[What this task involves]
Show each line from the listing that includes the word "clicks".

[Material supplied]

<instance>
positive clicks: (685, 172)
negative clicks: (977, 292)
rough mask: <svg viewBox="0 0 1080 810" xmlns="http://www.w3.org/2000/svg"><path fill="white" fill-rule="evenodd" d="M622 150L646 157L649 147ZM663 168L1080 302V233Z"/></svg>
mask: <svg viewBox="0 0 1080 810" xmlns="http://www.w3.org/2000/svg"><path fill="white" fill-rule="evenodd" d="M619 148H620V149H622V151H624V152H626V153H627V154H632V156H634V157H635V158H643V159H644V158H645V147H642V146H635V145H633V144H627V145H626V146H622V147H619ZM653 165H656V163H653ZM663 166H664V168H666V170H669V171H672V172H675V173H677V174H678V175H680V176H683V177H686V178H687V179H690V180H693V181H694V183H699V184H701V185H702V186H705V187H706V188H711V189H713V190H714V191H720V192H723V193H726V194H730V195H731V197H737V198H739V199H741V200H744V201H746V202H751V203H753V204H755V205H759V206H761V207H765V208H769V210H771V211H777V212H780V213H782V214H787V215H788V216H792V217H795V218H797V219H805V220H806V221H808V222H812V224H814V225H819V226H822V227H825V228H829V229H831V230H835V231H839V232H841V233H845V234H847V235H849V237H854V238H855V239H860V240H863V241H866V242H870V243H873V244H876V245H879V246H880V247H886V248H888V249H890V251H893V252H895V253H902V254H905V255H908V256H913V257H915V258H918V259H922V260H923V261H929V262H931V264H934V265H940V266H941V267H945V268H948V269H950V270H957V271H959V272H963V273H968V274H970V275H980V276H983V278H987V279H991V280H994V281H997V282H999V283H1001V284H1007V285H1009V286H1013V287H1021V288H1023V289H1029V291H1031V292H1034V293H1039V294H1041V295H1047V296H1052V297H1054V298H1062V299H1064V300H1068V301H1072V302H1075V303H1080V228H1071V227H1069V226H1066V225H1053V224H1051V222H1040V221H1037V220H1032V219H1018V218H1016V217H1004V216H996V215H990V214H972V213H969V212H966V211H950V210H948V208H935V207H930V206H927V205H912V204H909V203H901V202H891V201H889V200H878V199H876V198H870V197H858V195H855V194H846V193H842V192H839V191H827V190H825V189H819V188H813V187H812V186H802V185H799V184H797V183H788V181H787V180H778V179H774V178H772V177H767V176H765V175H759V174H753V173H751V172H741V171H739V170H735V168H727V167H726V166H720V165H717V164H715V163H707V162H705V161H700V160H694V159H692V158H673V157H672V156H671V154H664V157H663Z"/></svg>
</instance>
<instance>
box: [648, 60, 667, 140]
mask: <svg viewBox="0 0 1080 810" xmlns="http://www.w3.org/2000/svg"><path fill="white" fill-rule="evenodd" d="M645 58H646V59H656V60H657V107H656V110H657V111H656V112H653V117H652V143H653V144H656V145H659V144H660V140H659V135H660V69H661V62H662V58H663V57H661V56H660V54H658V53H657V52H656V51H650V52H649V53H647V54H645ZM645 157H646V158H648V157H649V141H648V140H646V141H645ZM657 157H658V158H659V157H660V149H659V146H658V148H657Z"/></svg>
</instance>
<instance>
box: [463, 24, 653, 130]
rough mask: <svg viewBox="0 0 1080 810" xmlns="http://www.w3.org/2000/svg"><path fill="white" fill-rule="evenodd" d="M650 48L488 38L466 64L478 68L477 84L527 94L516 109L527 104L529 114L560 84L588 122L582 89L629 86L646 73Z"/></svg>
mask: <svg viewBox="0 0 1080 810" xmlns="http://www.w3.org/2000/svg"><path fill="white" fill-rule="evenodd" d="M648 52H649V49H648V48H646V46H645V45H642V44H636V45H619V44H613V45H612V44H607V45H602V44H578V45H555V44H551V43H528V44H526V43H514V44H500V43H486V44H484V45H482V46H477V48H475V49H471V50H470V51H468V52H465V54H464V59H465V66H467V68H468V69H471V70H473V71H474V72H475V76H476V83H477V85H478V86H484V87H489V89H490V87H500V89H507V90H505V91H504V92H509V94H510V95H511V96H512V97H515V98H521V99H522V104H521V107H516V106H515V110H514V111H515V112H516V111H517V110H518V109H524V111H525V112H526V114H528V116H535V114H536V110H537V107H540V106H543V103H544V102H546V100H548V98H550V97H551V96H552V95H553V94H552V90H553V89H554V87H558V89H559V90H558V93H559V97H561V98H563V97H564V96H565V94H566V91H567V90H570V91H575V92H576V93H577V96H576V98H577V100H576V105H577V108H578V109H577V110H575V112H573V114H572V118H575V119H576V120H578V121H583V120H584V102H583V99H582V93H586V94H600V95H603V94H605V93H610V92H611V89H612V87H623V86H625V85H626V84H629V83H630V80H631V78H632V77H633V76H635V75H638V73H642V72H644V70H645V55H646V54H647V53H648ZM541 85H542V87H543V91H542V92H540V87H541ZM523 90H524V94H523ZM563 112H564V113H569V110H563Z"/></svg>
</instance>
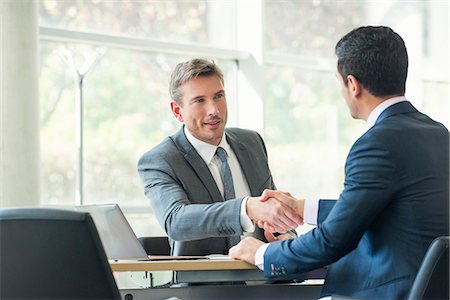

[Solved problem]
positive clicks: (685, 172)
negative clicks: (977, 292)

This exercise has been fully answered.